§ **TEXT PASSAGE**
-=-=-=-=-

Question #15436
closedHow to clean the tables 'nodes' and 'nodes_info' of seemingly out of date informations ?
Description
Hello,
After doing database maintenance operations (as per written in FAQ (1)), I explored a bit the database, to see which tables are taking the most space.
(For information, my RudderMachine has ~60GB of storage, and manages 113 nodes exactly.)
rudder=# SELECT pg_size_pretty( pg_database_size('rudder') );
pg_size_pretty
----------------
40 GB
So I checked for the heavyweight tables, and the winners are :
rudder=# SELECT relname AS "Table", pg_size_pretty(pg_total_relation_size(relid)) AS "Size", pg_size_pretty(pg_relation_size(relid)) AS "Relation size", pg_size_pretty(pg_total_relation_size(relid) - pg_relation_size(relid)) AS "External Size" FROM pg_catalog.pg_statio_user_tables ORDER BY pg_total_relation_size(relid) DESC LIMIT 5;
Table | Size | Relation size | External Size
-------------------------+---------+---------------+---------------
nodes_info | 16 GB | 4392 kB | 16 GB
nodes | 14 GB | 3405 MB | 10 GB
archivedruddersysevents | 3237 MB | 2706 MB | 530 MB
ruddersysevents | 2994 MB | 1429 MB | 1565 MB
archivednodecompliance | 842 MB | 699 MB | 143 MB
So, I do have 2 tables using half of the DB weight.

-=-=-=-=-

§ **OBJECTIVE**
Please explain, in one to three sentences, why the forum post's author explored the database after the maintenance operations. The data items that follow have nothing to do with this task.

§ **Data items**
-=-=-=-=-

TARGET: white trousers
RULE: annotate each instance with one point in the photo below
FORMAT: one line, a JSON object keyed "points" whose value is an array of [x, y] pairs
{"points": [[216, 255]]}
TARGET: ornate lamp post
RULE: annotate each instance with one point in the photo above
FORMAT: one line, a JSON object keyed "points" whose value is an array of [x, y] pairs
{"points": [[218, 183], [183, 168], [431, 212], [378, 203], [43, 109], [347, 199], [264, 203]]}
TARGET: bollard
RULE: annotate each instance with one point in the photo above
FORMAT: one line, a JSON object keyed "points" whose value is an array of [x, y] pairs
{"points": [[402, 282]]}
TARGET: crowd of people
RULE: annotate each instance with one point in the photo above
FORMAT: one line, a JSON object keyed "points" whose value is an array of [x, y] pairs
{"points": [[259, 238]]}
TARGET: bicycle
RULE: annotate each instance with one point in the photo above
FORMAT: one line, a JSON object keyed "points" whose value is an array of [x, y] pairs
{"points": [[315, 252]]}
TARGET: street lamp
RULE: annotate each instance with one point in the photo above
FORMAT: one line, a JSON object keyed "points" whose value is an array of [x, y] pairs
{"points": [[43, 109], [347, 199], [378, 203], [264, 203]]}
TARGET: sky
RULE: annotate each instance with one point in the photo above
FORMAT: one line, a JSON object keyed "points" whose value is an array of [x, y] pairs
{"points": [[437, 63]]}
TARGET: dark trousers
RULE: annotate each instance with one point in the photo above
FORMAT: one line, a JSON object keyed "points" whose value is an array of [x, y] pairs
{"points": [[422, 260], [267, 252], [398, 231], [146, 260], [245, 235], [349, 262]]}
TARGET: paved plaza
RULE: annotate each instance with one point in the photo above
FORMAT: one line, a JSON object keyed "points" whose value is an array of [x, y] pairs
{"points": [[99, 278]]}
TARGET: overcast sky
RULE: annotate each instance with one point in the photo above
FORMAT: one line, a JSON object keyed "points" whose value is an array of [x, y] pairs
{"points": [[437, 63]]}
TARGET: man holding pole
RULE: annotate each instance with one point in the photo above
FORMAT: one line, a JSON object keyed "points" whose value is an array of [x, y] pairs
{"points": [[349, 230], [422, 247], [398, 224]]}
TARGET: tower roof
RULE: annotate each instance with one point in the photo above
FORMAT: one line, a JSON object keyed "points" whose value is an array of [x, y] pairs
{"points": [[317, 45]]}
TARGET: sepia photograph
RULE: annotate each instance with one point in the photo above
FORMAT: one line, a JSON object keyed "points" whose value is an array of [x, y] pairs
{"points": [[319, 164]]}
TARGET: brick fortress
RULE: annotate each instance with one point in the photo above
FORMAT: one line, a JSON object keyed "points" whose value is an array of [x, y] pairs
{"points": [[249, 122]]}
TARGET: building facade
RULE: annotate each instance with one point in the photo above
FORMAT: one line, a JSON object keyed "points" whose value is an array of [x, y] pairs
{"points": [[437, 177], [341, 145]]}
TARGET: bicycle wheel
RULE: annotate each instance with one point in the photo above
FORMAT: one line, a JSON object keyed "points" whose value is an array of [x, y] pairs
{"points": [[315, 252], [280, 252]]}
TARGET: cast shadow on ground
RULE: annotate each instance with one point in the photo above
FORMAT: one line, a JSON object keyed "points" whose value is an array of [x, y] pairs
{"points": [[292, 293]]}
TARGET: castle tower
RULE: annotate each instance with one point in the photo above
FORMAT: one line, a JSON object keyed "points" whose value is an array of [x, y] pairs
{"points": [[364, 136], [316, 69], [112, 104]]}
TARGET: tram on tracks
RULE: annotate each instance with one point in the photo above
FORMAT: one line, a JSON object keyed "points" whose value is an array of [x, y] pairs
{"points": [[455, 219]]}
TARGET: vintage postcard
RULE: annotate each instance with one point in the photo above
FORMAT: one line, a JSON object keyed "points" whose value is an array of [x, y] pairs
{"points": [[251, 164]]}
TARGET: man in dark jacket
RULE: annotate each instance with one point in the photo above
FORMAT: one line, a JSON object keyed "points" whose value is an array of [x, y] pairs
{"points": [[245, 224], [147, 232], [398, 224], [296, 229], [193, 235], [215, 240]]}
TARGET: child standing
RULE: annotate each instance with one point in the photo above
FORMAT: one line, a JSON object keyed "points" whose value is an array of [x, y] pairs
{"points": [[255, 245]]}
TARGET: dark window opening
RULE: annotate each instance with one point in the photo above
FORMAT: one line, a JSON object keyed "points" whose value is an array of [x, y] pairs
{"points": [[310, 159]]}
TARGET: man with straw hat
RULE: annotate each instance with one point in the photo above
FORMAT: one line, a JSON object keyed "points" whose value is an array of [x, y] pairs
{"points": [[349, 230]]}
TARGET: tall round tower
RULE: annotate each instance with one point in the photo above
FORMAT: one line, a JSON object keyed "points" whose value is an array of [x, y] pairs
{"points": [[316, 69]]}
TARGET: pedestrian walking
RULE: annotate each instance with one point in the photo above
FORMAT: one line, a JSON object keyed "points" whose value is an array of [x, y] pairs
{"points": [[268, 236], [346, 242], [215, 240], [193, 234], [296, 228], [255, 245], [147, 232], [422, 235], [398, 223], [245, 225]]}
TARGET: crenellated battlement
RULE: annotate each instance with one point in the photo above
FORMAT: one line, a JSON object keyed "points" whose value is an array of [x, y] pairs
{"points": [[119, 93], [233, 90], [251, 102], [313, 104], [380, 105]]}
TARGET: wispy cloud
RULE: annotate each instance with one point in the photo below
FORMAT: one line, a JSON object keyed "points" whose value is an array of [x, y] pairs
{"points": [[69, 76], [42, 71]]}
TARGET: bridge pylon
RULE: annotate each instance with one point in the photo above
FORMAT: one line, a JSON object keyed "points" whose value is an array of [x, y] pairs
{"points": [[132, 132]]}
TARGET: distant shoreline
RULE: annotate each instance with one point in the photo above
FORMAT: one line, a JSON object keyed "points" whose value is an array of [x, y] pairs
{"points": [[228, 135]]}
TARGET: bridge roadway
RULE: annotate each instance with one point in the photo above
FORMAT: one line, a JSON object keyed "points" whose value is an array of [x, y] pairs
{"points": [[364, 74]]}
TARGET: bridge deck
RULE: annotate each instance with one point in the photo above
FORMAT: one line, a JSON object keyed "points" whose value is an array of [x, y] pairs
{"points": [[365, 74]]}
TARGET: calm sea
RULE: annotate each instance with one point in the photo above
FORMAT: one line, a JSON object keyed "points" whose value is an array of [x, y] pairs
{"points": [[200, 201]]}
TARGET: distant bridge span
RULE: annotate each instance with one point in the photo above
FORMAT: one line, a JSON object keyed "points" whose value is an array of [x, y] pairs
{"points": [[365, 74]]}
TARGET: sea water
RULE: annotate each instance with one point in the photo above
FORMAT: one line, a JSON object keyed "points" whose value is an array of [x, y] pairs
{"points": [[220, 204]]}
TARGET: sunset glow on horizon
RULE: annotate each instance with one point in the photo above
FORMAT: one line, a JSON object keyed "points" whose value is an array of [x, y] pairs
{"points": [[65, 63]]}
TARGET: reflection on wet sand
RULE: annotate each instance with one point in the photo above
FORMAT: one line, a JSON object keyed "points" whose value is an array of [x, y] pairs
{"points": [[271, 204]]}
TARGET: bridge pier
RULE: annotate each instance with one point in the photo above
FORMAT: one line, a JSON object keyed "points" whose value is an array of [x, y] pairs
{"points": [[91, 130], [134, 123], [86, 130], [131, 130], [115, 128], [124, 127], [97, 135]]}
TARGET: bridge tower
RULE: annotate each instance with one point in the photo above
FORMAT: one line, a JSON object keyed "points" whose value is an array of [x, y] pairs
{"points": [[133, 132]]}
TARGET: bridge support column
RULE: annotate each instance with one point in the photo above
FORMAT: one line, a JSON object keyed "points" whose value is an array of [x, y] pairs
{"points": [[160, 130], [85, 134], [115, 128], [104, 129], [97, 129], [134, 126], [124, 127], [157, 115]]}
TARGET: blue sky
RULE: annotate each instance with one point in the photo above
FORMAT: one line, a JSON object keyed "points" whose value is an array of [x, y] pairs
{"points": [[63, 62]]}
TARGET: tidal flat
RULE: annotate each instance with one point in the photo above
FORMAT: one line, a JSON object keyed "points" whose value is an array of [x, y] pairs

-=-=-=-=-

§ **OUTPUT OF THE TASK**
After doing database maintenance operations as described in the FAQ, the author explored the database to see which tables were taking the most space.